> [Task prompt] Pull out every line of the rows below that contains the string "goat", matching case exactly.

> [Provided data]
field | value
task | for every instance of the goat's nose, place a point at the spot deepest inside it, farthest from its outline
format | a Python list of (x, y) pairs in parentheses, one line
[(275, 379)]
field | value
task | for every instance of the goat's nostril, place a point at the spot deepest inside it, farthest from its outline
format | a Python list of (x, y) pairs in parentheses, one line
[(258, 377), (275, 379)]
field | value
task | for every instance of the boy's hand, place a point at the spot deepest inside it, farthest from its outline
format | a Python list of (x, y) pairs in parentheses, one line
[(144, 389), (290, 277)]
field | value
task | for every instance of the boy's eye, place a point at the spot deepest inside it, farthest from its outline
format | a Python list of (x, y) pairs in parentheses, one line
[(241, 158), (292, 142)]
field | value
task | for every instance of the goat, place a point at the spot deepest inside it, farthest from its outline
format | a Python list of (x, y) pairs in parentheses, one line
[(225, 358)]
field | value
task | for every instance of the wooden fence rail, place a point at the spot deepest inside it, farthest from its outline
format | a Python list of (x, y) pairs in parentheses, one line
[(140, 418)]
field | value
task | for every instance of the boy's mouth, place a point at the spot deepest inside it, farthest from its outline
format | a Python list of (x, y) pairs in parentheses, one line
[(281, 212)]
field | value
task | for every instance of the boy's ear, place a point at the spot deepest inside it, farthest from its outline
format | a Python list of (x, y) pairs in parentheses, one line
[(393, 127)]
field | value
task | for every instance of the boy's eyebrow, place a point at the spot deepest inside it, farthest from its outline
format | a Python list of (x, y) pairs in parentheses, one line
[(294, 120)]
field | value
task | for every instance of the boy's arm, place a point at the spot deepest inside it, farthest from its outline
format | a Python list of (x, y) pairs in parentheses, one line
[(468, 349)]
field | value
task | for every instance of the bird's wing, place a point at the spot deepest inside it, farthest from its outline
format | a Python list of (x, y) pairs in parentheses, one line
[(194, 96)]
---
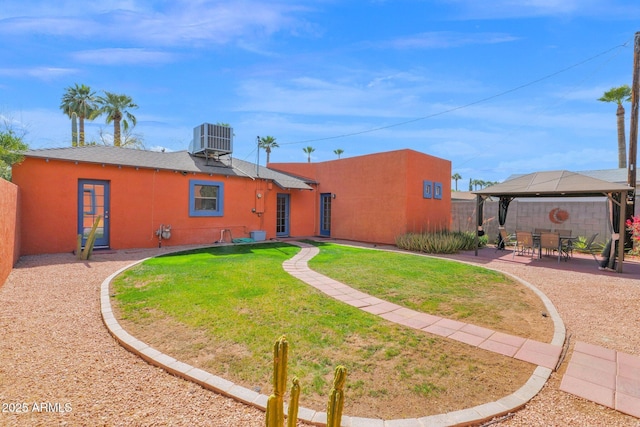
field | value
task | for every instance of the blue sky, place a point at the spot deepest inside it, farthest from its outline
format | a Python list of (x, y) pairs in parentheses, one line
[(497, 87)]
--
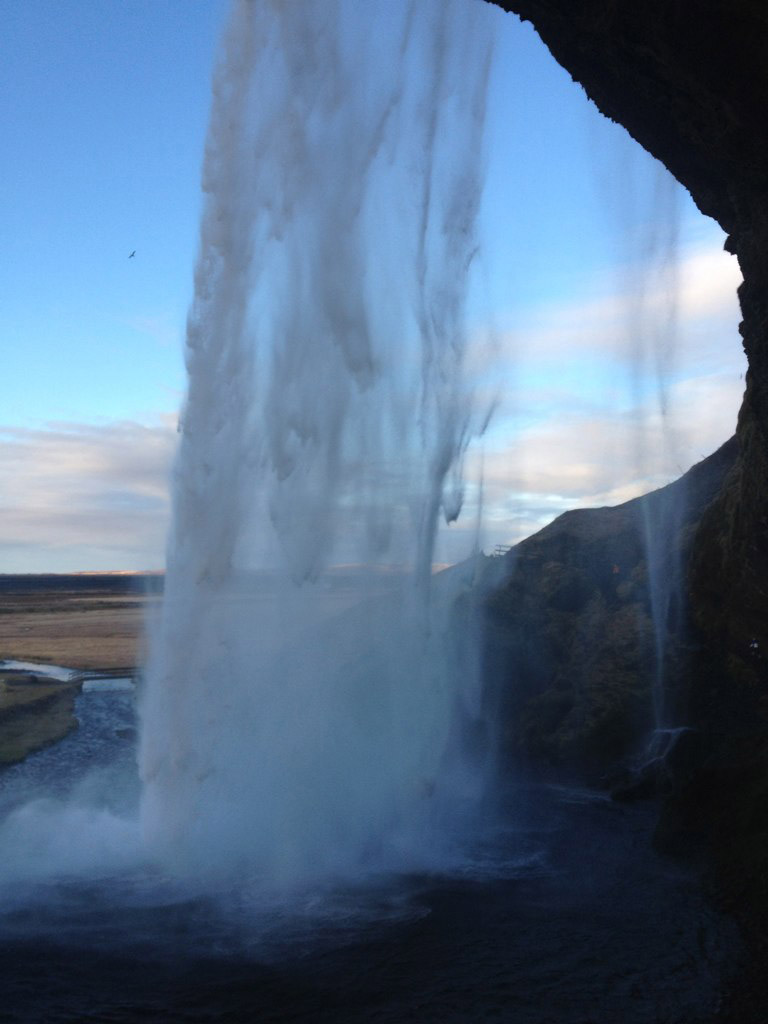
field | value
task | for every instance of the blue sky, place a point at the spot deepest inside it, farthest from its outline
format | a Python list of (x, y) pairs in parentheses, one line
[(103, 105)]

> [Solution for this exercise]
task | for every instance of the goat's nose, place a point at the spot deepest inside it, farthest from its outline
task | for every instance of the goat's nostril, place a point at the spot deepest inside it, farthest from its outline
task | for every instance of the goat, place a point at the spot deepest inside it, farthest from its outline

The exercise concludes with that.